Undoubtedly, the government’s early closure of Australia’s international border was a crucial and correct decision that saved many lives.
But on the health side, it was the premiers who were often forward-leaning, whether in pushing hard for the initial shutdown (Victoria’s Daniel Andrews, and NSW’s Berejiklian), shutting schools, or closing their own borders. Morrison was routinely in favour of keeping things as open as possible.
He denounced Queensland premier Annastacia Palaszczuk over her tough border policy. He joined Clive Palmer’s court case against the Western Australian government over its border closure (although the federal government subsequently withdrew, realising how much support premier Mark McGowan had).
The federal government’s economic response to the pandemic was strong; JobKeeper kept many businesses and workers afloat (although design flaws meant a good deal of waste).

----------------------------------------

• **Problem details**
Return the passage from the text on the Australian government's pandemic response, starting with "He denounced Queensland" and going on through "Mark McGowan had).", copied word for word.

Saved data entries
----------------------------------------

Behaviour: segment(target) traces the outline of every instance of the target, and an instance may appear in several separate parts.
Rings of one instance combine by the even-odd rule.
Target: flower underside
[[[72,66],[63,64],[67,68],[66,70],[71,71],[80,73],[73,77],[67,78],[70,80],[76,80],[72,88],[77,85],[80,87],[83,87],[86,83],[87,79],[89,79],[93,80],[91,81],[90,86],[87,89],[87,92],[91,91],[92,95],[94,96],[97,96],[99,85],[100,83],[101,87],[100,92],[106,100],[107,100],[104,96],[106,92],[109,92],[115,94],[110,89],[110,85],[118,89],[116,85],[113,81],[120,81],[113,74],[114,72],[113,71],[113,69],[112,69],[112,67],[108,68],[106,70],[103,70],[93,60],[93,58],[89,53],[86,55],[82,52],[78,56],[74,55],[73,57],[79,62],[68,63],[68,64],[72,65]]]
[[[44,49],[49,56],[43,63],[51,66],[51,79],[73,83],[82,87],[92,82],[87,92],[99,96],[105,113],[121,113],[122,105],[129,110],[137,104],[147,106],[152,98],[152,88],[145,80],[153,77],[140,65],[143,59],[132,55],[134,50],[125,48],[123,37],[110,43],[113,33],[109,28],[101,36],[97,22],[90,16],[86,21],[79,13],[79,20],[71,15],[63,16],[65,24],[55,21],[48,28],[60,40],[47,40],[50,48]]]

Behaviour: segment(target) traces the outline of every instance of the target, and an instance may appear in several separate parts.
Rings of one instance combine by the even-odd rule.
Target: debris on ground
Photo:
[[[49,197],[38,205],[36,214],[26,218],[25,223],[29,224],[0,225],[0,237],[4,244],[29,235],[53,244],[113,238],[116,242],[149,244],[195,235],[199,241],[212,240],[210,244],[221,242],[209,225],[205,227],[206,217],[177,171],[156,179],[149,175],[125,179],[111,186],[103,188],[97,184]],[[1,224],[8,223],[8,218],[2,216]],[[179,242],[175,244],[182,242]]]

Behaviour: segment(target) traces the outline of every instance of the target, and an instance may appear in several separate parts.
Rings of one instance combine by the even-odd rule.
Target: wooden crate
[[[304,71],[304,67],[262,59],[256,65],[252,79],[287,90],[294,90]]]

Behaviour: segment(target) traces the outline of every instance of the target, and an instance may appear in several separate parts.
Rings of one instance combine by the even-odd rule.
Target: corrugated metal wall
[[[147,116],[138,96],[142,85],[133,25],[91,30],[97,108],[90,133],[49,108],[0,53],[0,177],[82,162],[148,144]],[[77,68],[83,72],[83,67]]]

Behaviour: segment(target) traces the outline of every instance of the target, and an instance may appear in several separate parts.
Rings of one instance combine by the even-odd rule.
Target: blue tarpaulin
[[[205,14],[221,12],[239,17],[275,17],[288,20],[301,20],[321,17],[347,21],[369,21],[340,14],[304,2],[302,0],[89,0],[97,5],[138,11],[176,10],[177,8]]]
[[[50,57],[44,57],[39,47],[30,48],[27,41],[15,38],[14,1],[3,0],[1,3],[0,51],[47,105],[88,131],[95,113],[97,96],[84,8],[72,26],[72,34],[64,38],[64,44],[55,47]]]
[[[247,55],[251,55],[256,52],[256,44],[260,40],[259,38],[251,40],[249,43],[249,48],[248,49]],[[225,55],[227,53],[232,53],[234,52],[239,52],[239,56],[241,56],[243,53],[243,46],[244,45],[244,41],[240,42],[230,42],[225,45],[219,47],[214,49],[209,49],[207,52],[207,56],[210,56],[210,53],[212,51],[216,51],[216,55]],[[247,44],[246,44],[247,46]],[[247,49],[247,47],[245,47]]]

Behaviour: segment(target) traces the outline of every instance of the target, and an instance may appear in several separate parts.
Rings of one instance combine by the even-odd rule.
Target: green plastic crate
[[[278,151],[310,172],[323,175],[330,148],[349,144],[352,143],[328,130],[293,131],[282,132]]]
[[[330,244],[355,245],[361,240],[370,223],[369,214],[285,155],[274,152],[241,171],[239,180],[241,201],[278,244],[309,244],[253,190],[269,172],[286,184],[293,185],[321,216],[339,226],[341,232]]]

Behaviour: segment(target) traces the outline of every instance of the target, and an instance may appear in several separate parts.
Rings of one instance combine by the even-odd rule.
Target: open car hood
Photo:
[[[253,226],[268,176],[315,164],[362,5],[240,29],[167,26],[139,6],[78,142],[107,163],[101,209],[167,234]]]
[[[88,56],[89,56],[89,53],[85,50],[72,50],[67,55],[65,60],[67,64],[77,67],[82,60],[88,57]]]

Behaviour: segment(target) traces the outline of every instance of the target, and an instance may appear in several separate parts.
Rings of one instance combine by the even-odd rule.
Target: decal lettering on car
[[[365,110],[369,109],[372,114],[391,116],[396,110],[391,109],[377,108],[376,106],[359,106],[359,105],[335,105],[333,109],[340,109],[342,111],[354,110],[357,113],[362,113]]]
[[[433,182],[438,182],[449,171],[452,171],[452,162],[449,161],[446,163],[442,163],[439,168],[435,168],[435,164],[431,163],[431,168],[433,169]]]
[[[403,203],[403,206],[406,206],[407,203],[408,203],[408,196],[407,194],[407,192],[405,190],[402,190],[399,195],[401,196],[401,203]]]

----------------------------------------

• **Reply to the exercise**
He denounced Queensland premier Annastacia Palaszczuk over her tough border policy. He joined Clive Palmer’s court case against the Western Australian government over its border closure (although the federal government subsequently withdrew, realising how much support premier Mark McGowan had).